* Задание a *
Процитируйте текст о патриархе Тихоне и советской власти дословно: всё начиная с «Это повлекло катастрофические» и заканчивая «человек были расстреляны.».

* Текст *
-.-.-

Однако патриарх не призывал свою паству к насильственному сопротивлению советской власти, он вообще ни к чему ее не призывал, только констатировал, что «темный, невежественный народ» соблазнен, и это вопиет к небу об отмщении.
Церковь открыто противостояла новой власти, хотя патриарх и отказался дать свое благословение и Белому движению, генералам Алексееву, Корнилову, Деникину.
И власть приняла вызов. Для начала была организована кампания по изъятию мощей в целях атеистической пропаганды: мощи святых в виде косточек и праха вытряхивали из рак, демонстрировали верующим, выбрасывали на помойки или перемещали в создаваемые музеи атеизма. Потом начался большой голод. В феврале 1922-го года ВЦИК постановил под этим предлогом насильственно изымать все драгоценные предметы церковного имущества.
В ответ патриарх выпустил самое спорное послание в своей жизни: он призвал верующих делать пожертвования и помогать голодающим, в том числе отдавая драгоценные предметы из храмов, например, оклады книг и икон, но обвинил в святотатстве тех, кто отдаст предметы богослужебного назначения — литургические сосуды, лжицы для причастия и т. д. Мирян в таком случае следовало наказать отлучением от церкви, а священников — извержением из сана.
Это повлекло катастрофические последствия: кампания по изъятию церковных ценностей была задумана как репрессивная, и тысячи монахов, священников и мирян, открыто сопротивлявшихся и не отдававших священные предметы, как велел патриарх, были убиты или отправлены в заключение. Кроме того, это делало из церкви козла отпущения, ответственного за голодные смерти. Самому патриарху пришлось выступать свидетелем на судебном процессе над группой московского духовенства, обвиненных в том, что противились отдавать ценности во исполнение распоряжения патриарха — пять человек были расстреляны.
Это потрясло патриарха Тихона.
По вопросам контрреволюции не обращаться
Тем временем по инициативе Льва Троцкого и под контролем ГПУ была создана другая церковь — православие под контролем большевиков, «Живая церковь», вошедшая в историю под названием «обновленчество». История обновленческого движения еще не описана академическими исследователями в полной мере. Ясно, что часть его идеологов искренне хотела, воспользовавшись сменой власти и временным совпадением интересов с большевиками, провести церковную реформу и обновить архаичную структуру. Другая часть была конъюнктурщиками и циниками, которые сделали ставку на более перспективный, как тогда казалось, проект — среди них был, например, будущий сталинский патриарх митрополит Сергий (Страгородский), давший начало «сергианству» — политике сотрудничества и полного подчинения церкви государственной власти.

-.-.-

* Задание b *
Выведите без изменений все записи с координатной разметкой, приведенные ниже, от первой до последней. Картинки в ответ не включайте.

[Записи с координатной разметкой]
-.-.-

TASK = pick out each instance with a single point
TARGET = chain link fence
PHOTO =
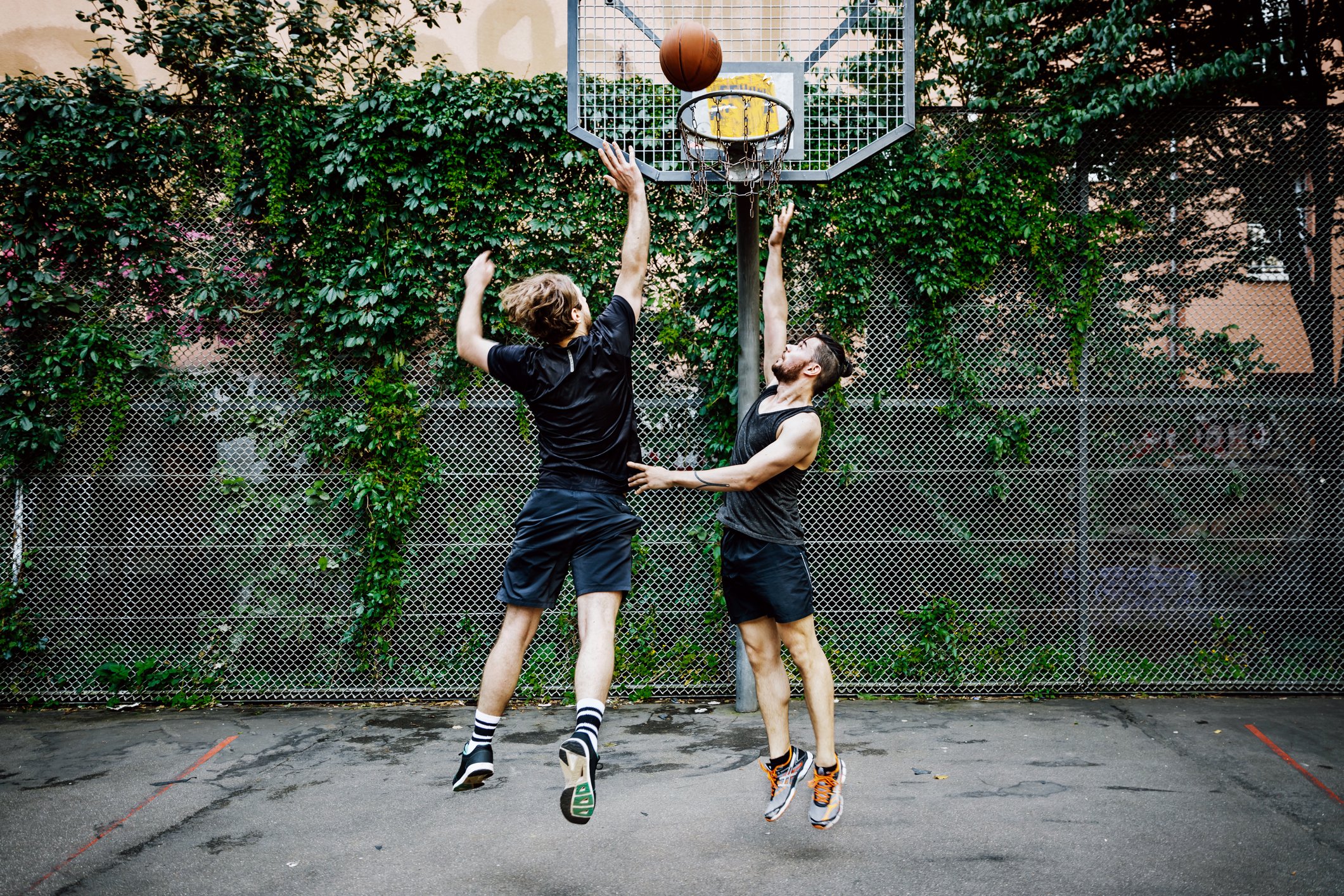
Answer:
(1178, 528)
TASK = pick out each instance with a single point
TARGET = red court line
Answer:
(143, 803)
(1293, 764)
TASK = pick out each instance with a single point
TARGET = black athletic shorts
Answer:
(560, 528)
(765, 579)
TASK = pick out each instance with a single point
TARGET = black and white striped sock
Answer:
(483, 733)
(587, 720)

-.-.-

* Ответ a *
Это повлекло катастрофические последствия: кампания по изъятию церковных ценностей была задумана как репрессивная, и тысячи монахов, священников и мирян, открыто сопротивлявшихся и не отдававших священные предметы, как велел патриарх, были убиты или отправлены в заключение. Кроме того, это делало из церкви козла отпущения, ответственного за голодные смерти. Самому патриарху пришлось выступать свидетелем на судебном процессе над группой московского духовенства, обвиненных в том, что противились отдавать ценности во исполнение распоряжения патриарха — пять человек были расстреляны.

* Ответ b *
TASK = pick out each instance with a single point
TARGET = chain link fence
PHOTO =
Answer:
(1178, 528)
TASK = pick out each instance with a single point
TARGET = red court line
Answer:
(143, 803)
(1293, 764)
TASK = pick out each instance with a single point
TARGET = black athletic shorts
Answer:
(560, 528)
(765, 579)
TASK = pick out each instance with a single point
TARGET = black and white striped sock
Answer:
(483, 733)
(587, 720)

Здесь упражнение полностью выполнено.